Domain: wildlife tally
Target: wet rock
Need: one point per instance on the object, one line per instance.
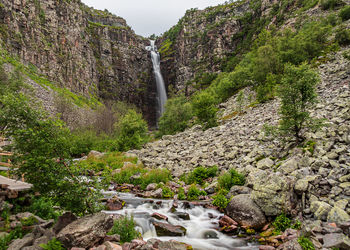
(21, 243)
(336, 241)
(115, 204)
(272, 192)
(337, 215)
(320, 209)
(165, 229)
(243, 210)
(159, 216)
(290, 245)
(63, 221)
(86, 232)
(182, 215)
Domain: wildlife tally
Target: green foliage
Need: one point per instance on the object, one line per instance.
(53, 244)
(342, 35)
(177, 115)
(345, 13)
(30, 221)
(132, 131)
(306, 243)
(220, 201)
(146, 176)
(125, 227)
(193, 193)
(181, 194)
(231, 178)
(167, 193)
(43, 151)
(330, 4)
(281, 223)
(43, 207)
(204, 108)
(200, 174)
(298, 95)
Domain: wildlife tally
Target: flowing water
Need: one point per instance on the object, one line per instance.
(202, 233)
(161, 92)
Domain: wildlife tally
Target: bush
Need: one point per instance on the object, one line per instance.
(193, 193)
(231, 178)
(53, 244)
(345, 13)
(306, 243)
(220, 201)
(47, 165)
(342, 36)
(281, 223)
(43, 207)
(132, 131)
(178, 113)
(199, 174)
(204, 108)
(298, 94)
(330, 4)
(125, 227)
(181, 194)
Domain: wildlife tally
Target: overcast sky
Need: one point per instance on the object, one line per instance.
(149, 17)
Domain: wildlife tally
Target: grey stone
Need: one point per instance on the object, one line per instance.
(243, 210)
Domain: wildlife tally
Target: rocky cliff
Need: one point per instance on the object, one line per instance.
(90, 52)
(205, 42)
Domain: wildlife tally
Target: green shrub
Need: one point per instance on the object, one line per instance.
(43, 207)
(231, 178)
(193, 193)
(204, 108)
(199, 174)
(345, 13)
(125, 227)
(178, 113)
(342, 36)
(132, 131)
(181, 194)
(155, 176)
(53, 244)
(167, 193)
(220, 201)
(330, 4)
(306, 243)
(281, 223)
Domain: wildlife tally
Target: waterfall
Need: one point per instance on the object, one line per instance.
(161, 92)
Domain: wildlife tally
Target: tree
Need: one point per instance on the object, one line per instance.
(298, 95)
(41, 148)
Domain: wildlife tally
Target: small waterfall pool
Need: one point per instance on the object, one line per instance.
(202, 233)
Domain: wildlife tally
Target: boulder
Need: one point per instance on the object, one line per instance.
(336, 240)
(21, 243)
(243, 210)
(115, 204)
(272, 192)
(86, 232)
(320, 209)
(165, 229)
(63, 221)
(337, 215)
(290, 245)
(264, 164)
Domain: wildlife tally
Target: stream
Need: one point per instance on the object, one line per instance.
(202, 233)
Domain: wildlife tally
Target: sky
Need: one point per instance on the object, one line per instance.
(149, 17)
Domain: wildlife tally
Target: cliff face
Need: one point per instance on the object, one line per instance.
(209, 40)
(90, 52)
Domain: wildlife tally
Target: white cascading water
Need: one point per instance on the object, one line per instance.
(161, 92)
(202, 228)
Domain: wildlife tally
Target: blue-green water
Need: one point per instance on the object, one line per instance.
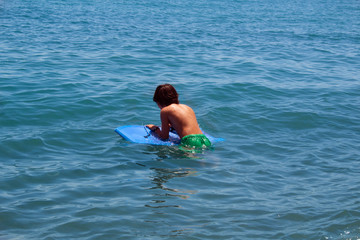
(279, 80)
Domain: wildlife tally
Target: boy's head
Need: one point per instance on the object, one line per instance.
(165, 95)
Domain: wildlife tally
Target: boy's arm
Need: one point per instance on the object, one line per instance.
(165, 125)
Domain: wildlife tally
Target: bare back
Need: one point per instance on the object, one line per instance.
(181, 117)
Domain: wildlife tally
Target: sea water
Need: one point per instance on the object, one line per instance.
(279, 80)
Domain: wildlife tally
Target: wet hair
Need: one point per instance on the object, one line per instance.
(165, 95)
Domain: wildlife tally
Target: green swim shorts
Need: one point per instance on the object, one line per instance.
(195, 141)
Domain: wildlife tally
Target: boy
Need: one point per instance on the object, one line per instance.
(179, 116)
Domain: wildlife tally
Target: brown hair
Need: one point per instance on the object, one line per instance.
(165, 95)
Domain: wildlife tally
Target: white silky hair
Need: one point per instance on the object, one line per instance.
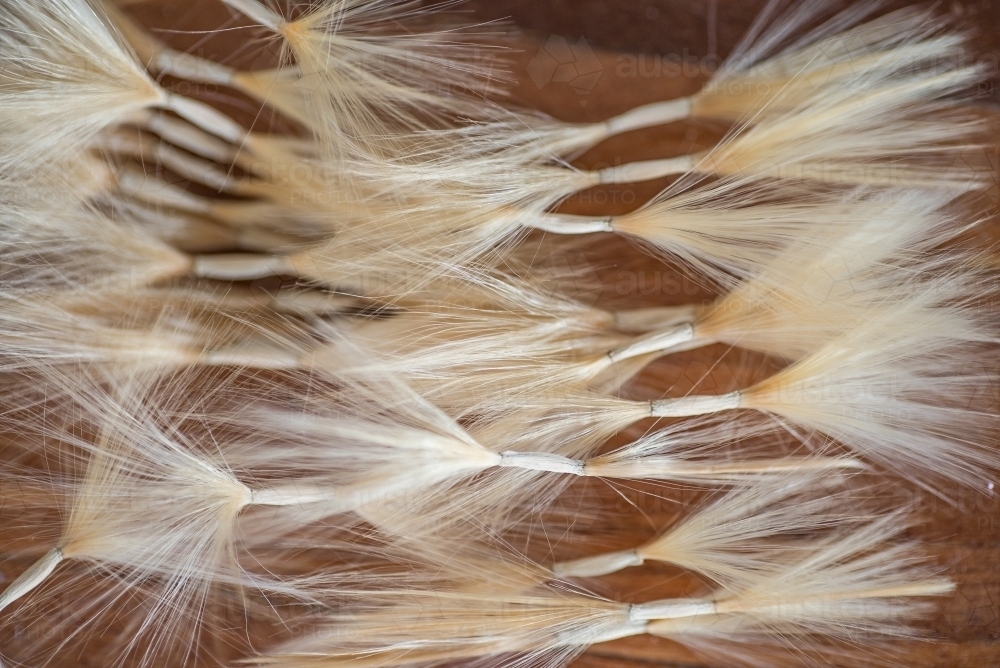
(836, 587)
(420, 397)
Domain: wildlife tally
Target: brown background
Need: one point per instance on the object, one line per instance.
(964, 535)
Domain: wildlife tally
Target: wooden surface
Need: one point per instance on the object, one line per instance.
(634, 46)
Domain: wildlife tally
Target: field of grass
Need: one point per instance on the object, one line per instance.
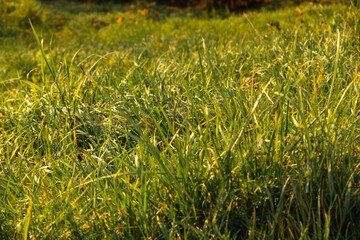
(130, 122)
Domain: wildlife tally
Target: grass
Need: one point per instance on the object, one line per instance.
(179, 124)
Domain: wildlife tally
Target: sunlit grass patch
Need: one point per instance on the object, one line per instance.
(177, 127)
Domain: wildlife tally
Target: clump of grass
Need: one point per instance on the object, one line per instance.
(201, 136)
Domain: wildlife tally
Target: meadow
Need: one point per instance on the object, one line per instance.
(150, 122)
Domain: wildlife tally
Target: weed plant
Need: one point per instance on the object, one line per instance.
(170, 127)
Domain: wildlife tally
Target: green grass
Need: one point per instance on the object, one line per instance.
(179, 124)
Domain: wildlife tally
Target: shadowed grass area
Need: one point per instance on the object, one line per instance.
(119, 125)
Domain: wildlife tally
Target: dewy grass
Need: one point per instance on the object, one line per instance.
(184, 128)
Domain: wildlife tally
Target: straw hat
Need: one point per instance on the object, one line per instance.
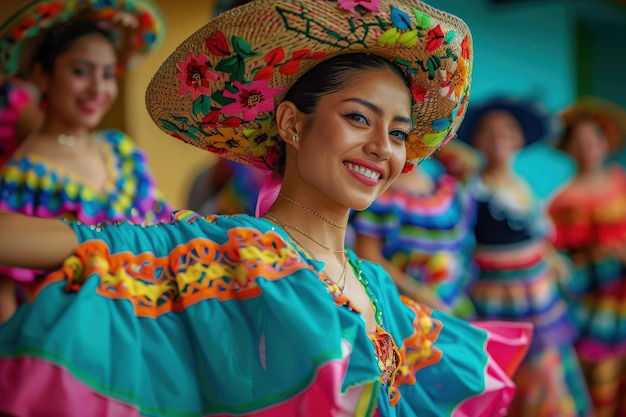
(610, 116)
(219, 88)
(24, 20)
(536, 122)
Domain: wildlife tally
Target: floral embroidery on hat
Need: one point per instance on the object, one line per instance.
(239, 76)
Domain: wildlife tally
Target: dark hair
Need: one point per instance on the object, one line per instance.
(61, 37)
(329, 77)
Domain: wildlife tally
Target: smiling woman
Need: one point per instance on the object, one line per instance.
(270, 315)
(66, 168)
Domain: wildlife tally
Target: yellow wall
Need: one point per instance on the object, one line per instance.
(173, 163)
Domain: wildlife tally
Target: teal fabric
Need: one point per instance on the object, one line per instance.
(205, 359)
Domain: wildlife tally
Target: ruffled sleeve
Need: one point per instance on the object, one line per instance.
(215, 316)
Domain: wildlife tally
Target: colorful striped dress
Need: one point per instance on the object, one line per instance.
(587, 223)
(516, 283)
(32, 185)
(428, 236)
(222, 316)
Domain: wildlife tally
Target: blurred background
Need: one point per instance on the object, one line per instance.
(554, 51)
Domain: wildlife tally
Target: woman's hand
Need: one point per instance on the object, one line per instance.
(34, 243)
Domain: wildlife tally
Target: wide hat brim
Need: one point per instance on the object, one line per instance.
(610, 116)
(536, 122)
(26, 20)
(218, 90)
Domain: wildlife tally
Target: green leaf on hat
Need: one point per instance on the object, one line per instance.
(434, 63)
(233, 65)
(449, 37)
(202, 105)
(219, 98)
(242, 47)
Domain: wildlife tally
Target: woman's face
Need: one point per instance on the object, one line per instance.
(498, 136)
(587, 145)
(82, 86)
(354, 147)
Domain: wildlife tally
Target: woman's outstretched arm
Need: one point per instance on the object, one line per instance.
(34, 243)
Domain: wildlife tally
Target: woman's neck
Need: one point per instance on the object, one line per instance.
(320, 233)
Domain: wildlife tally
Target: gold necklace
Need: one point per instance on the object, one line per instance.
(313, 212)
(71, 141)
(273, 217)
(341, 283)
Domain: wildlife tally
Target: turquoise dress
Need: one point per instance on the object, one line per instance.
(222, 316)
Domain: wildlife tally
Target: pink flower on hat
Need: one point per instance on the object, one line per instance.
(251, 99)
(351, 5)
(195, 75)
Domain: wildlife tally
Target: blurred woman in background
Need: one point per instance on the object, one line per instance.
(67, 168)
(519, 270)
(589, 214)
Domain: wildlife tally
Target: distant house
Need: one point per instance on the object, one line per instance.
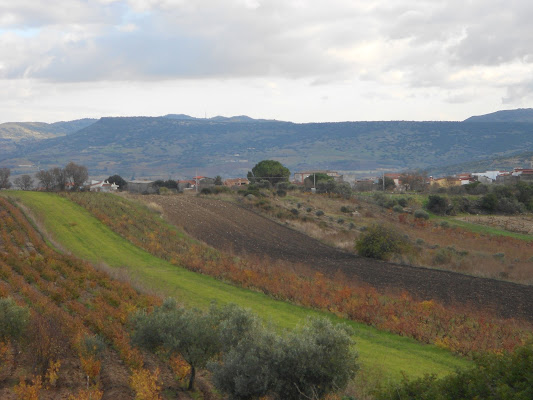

_ _ _

◆ **Given task**: Collect every line in the records above that contains the string "brown". Case counts, so a line matches only if its capitalization is identical.

◆ **Output below**:
Target: brown hair
Target: brown background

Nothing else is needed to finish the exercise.